Venison tartare is tossed simply with Dijon mustard, shallots, good olive oil, the zest and juice of a lemon, a few cracks of black peppercorns, and some really good sea salt. Then cover that mound of venison tartare with warm buttery bone marrow drippings.

At La Palette we served horse tartare. People would come for this dish like fiending crackheads to their dealers. Once customers tasted that raw horse, they went mad for it. I know eating horse is controversial. People fear what they don’t understand. These beautiful, smart, strong animals are often raised for the purpose of eating, much like beloved cows, pigs, lamb, rabbits, goats, chickens, turkeys, quails, trout, deer, wild boar . . .

There are so many variations of tartare, and everyone has their favorite. I like mine simple, so the meat can shine.

▸ Excerpted records

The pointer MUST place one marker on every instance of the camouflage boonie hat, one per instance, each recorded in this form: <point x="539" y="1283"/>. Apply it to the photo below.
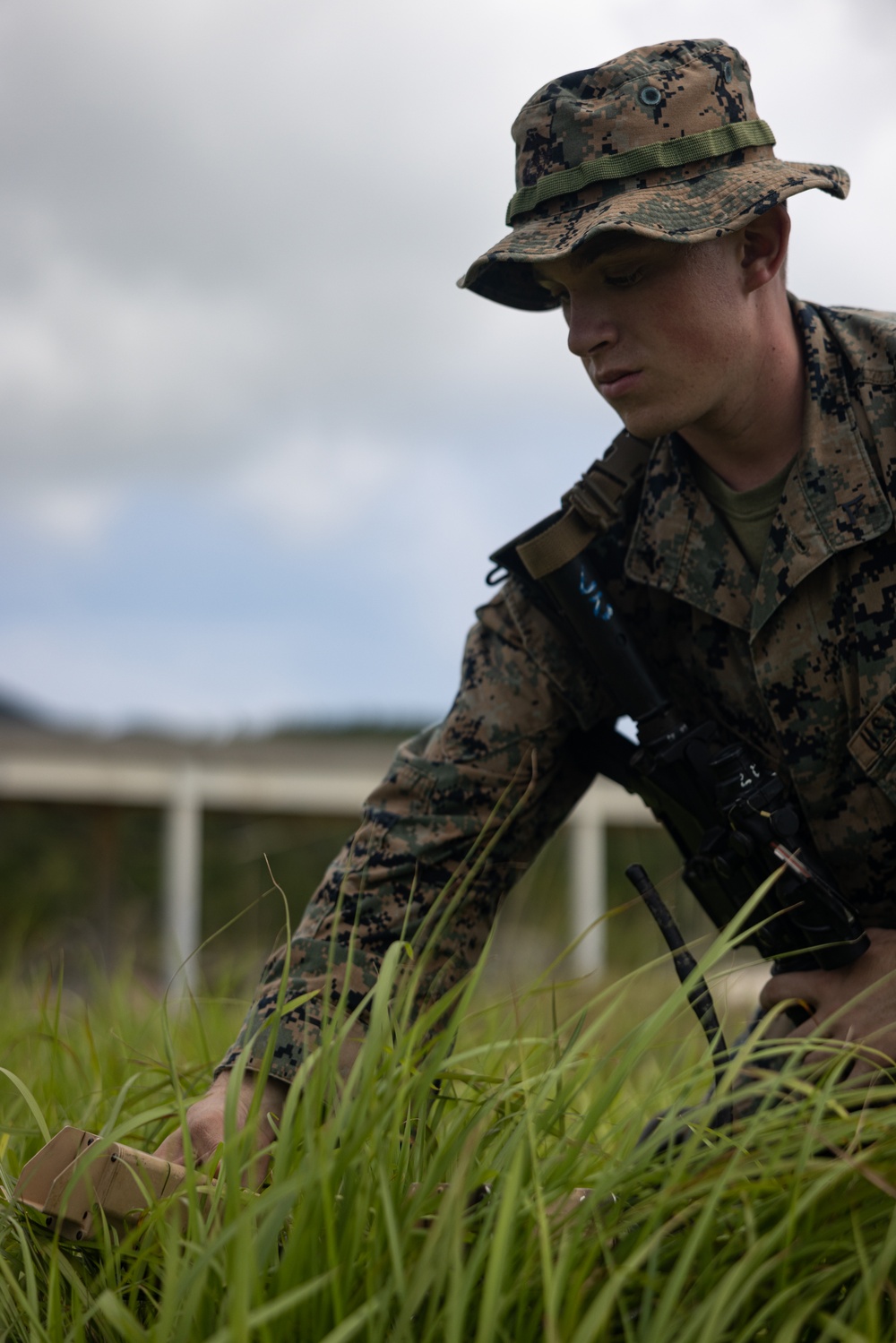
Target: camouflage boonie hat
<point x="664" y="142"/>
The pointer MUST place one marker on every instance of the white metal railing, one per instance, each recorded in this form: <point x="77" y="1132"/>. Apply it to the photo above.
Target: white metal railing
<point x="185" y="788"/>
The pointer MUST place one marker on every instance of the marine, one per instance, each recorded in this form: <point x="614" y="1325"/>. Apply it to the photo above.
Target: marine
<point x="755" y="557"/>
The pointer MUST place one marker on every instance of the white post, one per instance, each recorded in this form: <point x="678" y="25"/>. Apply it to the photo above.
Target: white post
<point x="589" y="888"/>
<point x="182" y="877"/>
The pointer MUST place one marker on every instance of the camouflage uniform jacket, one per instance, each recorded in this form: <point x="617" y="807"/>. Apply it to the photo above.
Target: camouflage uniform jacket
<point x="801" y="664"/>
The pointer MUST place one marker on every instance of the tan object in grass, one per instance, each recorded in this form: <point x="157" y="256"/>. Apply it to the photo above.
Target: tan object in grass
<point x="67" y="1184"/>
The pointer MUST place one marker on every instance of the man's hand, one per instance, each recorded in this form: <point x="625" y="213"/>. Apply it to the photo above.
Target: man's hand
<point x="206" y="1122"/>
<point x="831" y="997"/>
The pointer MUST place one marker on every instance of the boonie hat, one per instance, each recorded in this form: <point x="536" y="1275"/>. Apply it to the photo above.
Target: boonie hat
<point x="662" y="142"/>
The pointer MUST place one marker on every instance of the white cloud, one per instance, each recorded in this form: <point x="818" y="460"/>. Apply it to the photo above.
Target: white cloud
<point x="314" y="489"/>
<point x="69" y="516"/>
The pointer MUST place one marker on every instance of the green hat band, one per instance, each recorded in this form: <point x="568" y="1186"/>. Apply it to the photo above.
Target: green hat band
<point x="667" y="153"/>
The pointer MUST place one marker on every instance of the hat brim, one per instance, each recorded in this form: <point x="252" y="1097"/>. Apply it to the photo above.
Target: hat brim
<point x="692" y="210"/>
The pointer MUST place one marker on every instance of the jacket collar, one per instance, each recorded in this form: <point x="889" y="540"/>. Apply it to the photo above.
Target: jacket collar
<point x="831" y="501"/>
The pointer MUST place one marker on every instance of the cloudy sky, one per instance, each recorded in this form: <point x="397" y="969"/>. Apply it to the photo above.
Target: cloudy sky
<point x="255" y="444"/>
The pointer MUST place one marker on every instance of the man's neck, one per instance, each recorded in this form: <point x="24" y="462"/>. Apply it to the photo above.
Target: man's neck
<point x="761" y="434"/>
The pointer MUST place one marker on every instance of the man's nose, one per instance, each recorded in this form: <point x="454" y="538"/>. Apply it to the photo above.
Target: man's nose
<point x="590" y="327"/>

▸ Exercise instructions
a) Answer these questions from the passage on tartare:
(i) What covers the mound of venison tartare?
(ii) What kind of tartare was served at La Palette?
(iii) Why does the writer prefer tartare simple?
b) Reproduce the passage on tartare from "Venison tartare is" up to and including "deer, wild boar . . .".
c) Write the next part of the passage on tartare, picking up after its last sentence.

▸ Answers in order
a)
(i) Warm buttery bone marrow drippings.
(ii) Horse tartare.
(iii) So the meat can shine.

b)
Venison tartare is tossed simply with Dijon mustard, shallots, good olive oil, the zest and juice of a lemon, a few cracks of black peppercorns, and some really good sea salt. Then cover that mound of venison tartare with warm buttery bone marrow drippings.

At La Palette we served horse tartare. People would come for this dish like fiending crackheads to their dealers. Once customers tasted that raw horse, they went mad for it. I know eating horse is controversial. People fear what they don’t understand. These beautiful, smart, strong animals are often raised for the purpose of eating, much like beloved cows, pigs, lamb, rabbits, goats, chickens, turkeys, quails, trout, deer, wild boar . . .

c)
SERVES: 6

PREP TIME: 1½ HOURS

4 (2-inch/5 cm) pieces bone marrow

1 sprig rosemary

2 cloves garlic, peeled

1 pound (455 g) venison tenderloin

2 tablespoons peeled and finely diced shallots

2 egg yolks

1 tablespoon Dijon mustard, plus more as needed

Tabasco sauce

Zest and juice of 1 lemon

1 handful chopped flat-leaf parsley

Good olive oil

Kosher salt

1 loaf good sourdough bread, sliced

Cornichons, for serving (optional)

Preheat the oven to 350°F (175°C). In an oven-safe pan, roast the bone marrow until the fat is fully rendered, 15 minutes. Add the rosemary and garlic and roast 20 more minutes. Remove the pan from the oven and pour the warm marrow fat into a small saucepan; reserve. Discard the bones.

Cut the tenderloin into thin slices against the grain, then pile it together. You should slice the meat and make little stacks of 5 slices. You should have 6 piles; each pile is a portion. Line up these little stacks on your cutting board. Then julienne those stacks and dice. Place the meat on a paper towel–lined plate and place in the fridge, uncovered, for up to 1 hour. In the meantime, prepare the rest of the recipe.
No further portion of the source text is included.